(Excerpts from a dataset)
********************
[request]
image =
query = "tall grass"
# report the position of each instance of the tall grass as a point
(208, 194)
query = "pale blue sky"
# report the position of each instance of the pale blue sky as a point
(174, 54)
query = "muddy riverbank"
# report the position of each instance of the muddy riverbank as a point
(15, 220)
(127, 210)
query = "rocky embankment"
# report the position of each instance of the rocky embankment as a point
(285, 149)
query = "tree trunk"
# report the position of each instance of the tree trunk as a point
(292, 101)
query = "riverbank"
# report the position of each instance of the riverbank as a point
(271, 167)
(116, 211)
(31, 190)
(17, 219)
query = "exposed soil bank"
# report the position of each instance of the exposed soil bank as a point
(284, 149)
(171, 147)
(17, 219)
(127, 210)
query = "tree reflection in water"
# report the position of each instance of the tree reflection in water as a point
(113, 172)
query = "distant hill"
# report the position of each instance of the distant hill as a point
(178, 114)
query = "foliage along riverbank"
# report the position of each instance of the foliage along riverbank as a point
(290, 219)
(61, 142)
********************
### Required work:
Filter the records, keeping only lines that contain "query", and show those lines.

### Answer space:
query = "tall grass"
query = "pale blue sky"
query = "muddy riverbank"
query = "rocky embankment"
query = "tree trunk"
query = "riverbank"
query = "exposed soil bank"
query = "tree reflection in water"
query = "distant hill"
query = "foliage along riverbank"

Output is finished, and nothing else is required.